- [TASK TO CARRY OUT]:
Please filter the records below, keeping every line that contains the word "construction" and dropping the rest. Treat case as significant.

- [SUPPLIED INFORMATION]:
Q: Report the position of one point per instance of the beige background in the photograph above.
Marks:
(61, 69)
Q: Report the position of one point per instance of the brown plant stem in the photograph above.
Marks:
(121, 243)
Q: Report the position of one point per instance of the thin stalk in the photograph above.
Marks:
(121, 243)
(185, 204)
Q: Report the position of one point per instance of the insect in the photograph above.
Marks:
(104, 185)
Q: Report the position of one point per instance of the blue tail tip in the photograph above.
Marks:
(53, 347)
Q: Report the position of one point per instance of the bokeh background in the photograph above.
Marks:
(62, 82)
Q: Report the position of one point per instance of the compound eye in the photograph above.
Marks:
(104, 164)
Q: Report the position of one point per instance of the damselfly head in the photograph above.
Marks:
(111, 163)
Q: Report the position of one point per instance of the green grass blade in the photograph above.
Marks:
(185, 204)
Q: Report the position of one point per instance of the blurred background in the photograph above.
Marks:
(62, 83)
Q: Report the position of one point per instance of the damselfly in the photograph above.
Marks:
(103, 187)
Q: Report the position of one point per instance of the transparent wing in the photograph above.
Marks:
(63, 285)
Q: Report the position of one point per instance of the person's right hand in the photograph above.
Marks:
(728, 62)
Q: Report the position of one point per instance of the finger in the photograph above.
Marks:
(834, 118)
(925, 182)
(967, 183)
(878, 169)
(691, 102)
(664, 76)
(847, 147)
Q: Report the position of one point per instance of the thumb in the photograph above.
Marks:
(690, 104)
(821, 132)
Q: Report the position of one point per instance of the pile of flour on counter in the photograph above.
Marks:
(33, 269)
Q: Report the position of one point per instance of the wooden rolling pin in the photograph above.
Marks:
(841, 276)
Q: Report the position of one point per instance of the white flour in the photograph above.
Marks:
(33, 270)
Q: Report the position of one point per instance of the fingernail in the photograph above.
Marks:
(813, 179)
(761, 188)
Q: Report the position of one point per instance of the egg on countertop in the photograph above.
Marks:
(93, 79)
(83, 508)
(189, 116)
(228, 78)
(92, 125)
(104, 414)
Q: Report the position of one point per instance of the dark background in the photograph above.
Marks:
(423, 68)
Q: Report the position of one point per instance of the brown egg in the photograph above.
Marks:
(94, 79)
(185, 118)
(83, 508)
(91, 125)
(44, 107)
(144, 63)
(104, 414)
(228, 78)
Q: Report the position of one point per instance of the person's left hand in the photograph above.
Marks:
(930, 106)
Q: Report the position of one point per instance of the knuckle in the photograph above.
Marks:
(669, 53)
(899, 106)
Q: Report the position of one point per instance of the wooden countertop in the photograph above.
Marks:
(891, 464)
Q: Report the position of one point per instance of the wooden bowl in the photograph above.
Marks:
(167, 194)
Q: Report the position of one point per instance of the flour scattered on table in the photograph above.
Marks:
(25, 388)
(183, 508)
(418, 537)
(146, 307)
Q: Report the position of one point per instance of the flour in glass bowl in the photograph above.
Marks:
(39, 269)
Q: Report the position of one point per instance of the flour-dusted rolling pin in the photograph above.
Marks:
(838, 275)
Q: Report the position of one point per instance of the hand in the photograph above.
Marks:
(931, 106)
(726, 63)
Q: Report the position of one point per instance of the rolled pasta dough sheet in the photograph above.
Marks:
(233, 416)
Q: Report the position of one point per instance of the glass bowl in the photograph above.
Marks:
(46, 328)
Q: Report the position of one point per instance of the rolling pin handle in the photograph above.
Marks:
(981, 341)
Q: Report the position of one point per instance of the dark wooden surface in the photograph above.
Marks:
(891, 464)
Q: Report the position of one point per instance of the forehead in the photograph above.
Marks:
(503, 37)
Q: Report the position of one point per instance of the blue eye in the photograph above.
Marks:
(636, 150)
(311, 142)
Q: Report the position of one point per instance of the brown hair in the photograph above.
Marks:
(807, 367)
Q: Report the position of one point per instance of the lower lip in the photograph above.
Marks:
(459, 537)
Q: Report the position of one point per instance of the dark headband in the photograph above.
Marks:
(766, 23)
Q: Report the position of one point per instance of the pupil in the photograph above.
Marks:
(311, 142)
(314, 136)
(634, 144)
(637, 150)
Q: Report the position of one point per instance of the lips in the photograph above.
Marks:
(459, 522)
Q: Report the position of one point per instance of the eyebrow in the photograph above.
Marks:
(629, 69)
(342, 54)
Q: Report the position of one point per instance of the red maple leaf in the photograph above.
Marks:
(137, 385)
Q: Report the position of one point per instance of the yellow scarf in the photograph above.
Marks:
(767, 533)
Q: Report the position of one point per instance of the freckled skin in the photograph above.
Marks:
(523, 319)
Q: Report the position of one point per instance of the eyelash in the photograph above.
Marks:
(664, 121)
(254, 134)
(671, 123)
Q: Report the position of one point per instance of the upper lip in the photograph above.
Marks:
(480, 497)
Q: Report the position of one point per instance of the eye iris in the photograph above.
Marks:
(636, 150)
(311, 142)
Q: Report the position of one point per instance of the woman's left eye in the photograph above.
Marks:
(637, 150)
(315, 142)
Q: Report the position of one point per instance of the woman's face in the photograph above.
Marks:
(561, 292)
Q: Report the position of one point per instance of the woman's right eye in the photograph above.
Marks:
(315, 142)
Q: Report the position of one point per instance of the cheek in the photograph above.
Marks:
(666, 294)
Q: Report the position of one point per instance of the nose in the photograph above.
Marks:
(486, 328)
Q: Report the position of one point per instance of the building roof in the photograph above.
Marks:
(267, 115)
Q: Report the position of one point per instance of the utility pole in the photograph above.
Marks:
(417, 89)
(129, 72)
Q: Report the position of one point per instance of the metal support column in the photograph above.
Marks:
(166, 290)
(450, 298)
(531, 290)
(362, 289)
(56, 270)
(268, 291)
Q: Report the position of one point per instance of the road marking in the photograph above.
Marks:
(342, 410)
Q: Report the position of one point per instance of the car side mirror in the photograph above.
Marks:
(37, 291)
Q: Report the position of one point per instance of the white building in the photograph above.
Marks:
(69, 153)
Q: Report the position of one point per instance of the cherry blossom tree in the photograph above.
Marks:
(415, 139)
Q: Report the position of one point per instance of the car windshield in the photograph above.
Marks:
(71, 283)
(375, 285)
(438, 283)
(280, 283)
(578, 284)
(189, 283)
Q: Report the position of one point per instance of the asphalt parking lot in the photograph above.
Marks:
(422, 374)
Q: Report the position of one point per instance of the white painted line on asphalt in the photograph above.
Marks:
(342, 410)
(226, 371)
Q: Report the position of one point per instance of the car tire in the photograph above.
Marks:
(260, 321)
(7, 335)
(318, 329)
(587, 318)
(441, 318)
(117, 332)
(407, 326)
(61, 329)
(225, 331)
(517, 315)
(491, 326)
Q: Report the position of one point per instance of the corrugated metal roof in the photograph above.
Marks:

--

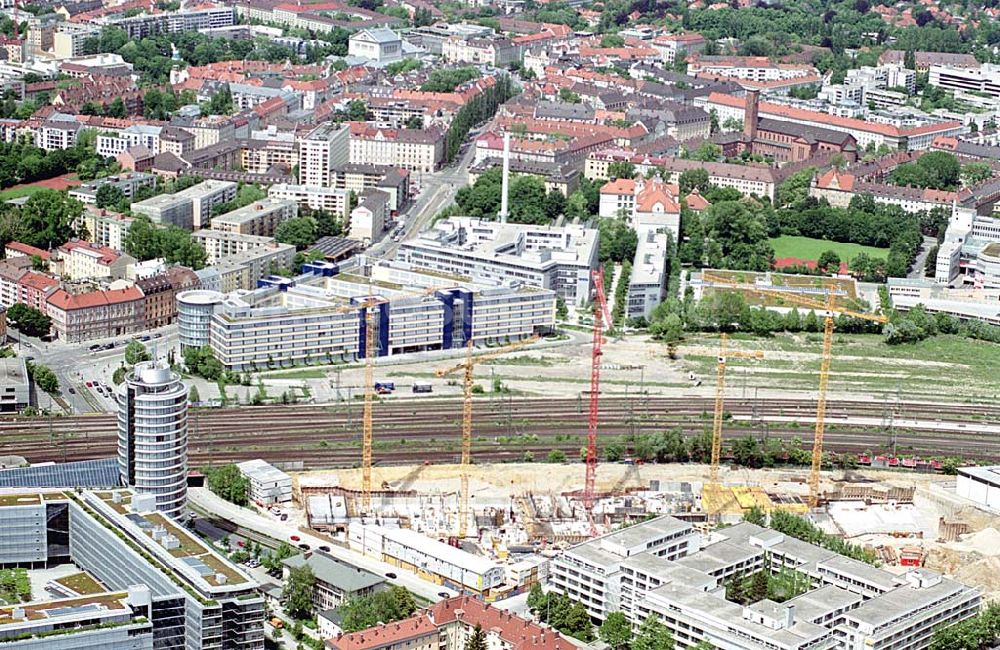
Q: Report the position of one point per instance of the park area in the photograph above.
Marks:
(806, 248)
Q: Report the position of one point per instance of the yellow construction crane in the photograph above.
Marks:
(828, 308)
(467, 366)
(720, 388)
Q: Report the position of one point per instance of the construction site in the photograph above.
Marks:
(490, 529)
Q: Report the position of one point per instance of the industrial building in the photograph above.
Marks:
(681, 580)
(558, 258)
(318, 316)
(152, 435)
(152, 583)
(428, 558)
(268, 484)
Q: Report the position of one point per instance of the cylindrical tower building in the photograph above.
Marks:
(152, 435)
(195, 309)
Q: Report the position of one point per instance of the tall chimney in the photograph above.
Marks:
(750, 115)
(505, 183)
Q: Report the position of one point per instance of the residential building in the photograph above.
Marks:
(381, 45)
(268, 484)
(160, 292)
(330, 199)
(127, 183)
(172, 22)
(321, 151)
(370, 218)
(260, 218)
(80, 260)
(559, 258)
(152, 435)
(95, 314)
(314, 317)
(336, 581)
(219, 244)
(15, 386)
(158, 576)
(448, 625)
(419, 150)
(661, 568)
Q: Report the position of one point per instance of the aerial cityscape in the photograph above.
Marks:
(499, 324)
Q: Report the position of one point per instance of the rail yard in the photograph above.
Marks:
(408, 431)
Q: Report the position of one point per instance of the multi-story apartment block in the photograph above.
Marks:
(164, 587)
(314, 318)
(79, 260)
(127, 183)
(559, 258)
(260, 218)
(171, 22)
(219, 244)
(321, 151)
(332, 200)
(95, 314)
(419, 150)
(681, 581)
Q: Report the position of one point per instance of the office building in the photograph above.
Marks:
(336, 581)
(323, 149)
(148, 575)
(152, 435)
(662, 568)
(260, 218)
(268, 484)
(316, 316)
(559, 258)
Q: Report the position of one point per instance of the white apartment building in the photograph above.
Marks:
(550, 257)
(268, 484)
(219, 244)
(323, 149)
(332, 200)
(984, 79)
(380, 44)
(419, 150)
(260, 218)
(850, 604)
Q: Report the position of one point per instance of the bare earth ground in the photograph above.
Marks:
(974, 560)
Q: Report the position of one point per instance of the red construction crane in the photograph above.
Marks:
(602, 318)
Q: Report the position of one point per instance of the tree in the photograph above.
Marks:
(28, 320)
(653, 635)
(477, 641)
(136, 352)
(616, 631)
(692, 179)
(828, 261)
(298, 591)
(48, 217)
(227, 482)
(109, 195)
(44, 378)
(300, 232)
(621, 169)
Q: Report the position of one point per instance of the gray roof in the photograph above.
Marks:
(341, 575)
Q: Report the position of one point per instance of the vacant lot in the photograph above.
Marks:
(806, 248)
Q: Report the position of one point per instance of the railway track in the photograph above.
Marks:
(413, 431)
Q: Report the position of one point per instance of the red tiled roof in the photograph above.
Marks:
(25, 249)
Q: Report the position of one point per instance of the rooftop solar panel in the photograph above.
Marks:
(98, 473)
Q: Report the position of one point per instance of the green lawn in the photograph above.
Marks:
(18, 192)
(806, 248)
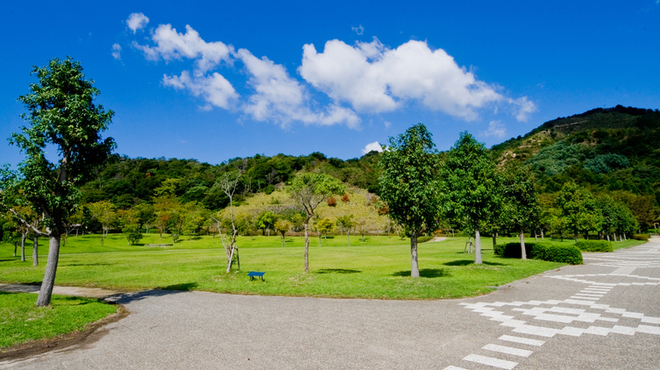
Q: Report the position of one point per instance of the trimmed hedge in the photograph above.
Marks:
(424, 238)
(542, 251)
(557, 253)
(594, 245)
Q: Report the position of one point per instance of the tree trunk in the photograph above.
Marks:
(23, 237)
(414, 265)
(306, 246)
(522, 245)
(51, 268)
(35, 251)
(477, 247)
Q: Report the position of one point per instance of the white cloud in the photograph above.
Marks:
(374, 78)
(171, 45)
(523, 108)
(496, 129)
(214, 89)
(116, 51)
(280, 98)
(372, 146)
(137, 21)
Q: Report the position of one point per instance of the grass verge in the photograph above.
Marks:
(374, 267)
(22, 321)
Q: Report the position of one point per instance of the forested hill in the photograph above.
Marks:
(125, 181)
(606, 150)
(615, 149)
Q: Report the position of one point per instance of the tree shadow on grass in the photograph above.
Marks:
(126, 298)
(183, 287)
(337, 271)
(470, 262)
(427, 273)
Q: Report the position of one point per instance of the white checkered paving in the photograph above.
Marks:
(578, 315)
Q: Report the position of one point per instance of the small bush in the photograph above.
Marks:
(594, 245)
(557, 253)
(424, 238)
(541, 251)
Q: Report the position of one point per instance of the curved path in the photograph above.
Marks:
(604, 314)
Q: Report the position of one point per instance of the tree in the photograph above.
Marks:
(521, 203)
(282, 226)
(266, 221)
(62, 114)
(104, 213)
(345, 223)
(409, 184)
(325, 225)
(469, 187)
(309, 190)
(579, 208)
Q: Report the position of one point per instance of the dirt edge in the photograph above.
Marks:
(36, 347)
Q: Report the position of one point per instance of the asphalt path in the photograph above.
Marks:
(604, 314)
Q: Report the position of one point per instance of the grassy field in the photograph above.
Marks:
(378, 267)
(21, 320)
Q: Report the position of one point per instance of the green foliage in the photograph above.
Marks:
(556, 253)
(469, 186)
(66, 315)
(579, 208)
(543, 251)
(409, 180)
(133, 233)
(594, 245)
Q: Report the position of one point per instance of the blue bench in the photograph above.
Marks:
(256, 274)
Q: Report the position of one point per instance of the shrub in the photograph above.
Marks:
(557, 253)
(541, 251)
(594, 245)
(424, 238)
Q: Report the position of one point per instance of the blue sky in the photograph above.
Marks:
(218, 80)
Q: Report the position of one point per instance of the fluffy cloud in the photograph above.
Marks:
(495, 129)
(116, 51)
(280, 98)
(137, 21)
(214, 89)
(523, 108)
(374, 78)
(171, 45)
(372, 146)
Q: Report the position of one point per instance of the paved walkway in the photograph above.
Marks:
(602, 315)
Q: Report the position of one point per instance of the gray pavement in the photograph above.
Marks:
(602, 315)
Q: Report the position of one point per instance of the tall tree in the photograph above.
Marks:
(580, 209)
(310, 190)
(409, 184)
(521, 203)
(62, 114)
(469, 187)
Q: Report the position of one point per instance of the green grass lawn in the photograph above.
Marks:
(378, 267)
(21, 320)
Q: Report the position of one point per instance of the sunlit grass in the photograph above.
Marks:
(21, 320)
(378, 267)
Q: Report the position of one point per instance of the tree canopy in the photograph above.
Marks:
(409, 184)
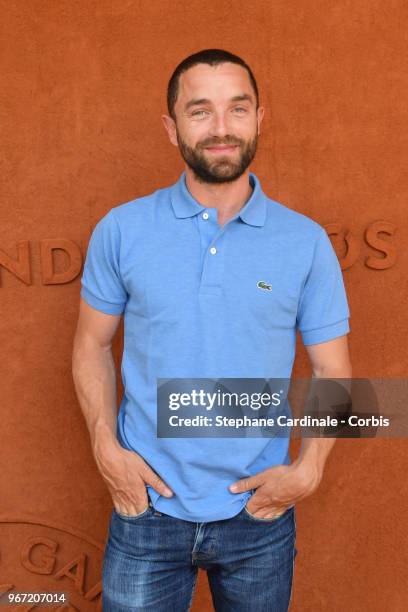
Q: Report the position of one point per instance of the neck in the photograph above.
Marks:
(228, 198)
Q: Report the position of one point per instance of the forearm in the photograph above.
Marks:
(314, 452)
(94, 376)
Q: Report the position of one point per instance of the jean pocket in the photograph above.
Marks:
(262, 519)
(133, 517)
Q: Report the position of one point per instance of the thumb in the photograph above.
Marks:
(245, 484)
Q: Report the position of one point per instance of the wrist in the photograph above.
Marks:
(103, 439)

--

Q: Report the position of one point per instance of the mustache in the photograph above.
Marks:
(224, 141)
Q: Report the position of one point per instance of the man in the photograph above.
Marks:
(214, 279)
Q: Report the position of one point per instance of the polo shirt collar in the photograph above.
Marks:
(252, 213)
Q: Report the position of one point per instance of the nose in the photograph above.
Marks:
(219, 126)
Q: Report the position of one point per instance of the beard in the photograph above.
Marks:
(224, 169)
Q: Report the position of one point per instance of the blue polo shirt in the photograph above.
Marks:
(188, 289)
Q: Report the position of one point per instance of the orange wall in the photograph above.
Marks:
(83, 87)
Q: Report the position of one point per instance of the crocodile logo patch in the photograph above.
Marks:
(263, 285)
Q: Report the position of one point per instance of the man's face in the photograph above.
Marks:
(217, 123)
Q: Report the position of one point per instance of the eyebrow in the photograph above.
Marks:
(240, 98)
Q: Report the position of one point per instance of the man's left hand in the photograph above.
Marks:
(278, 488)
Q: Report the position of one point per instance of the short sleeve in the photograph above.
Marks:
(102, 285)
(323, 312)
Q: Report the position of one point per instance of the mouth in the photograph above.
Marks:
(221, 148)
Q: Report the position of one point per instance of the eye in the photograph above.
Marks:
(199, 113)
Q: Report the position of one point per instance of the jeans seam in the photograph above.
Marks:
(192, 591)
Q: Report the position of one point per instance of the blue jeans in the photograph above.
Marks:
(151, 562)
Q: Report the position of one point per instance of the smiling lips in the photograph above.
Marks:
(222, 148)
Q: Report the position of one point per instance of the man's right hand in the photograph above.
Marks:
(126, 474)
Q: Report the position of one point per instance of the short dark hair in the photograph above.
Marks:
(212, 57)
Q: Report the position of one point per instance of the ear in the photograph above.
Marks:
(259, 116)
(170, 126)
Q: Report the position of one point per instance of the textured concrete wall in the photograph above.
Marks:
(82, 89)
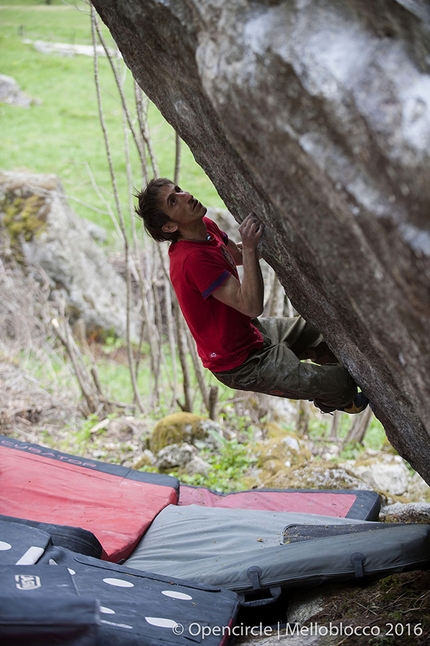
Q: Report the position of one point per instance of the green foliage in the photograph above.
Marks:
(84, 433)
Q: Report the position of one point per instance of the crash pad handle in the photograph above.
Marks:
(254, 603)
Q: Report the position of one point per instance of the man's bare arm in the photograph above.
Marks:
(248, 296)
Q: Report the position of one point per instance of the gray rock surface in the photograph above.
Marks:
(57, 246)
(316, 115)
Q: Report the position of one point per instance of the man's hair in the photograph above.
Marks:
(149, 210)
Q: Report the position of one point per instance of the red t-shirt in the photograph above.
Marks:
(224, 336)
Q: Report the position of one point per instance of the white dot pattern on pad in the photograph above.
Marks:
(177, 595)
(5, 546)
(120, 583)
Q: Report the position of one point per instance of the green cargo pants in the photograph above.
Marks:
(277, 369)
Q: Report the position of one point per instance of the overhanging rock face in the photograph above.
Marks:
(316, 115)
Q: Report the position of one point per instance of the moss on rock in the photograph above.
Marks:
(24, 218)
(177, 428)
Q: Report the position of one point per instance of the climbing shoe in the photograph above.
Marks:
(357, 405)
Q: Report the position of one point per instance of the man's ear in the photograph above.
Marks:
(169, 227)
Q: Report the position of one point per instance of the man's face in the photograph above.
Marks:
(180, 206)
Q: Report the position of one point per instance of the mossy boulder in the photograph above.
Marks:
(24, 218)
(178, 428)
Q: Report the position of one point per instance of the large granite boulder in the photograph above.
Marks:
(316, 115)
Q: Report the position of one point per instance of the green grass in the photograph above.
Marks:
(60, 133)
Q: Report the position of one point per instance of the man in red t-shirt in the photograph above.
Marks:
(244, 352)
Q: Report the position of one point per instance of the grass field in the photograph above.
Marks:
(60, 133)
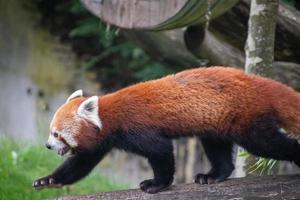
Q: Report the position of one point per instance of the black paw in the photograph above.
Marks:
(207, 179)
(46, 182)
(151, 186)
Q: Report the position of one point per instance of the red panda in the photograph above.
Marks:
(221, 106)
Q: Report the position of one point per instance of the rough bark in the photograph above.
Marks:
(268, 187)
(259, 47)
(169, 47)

- [EXERCISE RESPONSE]:
Q: Report the position of one point per instance of the yellow construction crane in the photograph above.
Q: Report the position of one point per instance of the construction site in the photograph above.
Q: Report the position of one point per instance of the red construction crane in the photograph above.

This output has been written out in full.